Stored records
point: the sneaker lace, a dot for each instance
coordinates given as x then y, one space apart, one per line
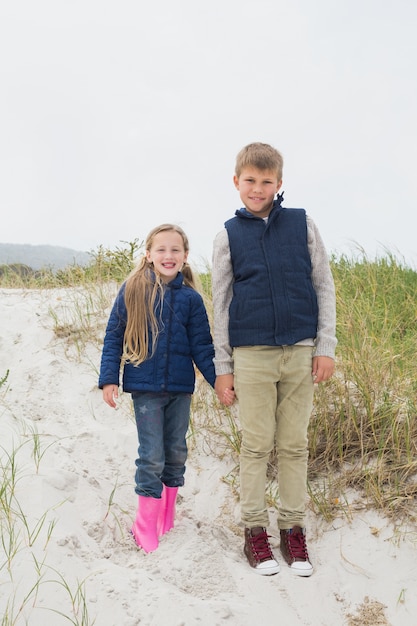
261 547
297 546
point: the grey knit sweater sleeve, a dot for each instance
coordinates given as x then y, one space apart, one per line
222 282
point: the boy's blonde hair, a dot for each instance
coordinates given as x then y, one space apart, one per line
144 291
259 155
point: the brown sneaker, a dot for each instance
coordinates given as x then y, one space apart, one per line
258 551
294 550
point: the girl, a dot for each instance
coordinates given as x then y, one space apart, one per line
158 329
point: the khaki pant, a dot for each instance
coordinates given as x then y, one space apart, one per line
274 387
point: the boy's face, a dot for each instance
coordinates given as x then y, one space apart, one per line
257 189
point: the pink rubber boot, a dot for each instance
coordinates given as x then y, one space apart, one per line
144 529
167 515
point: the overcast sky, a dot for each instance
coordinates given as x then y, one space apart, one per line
118 116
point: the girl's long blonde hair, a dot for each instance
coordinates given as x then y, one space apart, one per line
143 292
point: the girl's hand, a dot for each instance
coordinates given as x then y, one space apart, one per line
224 389
110 394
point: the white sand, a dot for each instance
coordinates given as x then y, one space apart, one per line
79 506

### Description of the task
Everything from the line containing "point: the girl, a dot for each instance" through the last line of the records must be given again exactly; leave out all other lines.

### Output below
point: the girl, a dot for each instance
coordinates given as x then y, one space apart, one per line
158 329
point: the khaki pant, a dot for each instance
coordinates given as x then y, one space apart, one per line
274 387
point: the boy's face, a dot for each instance
coordinates given as x then y, one space apart, one per line
257 189
point: the pink rubber boot, a dot for each instance
coordinates given as x then y, one space apart, one per line
144 529
167 515
point: the overcast sky, a dot for each instance
coordinates given as x then y, one space apart, one per line
118 116
point: the girl's long blonde hair, a dot for each instance
coordinates given as x then y, one space apart, one per line
143 292
point: the girl's hand, a dot for each instance
coordinates given as x then y, one space apart, one per line
224 389
110 394
point: the white sand, a dot for each instance
coordinates given as x then y, one space apart, one per line
79 506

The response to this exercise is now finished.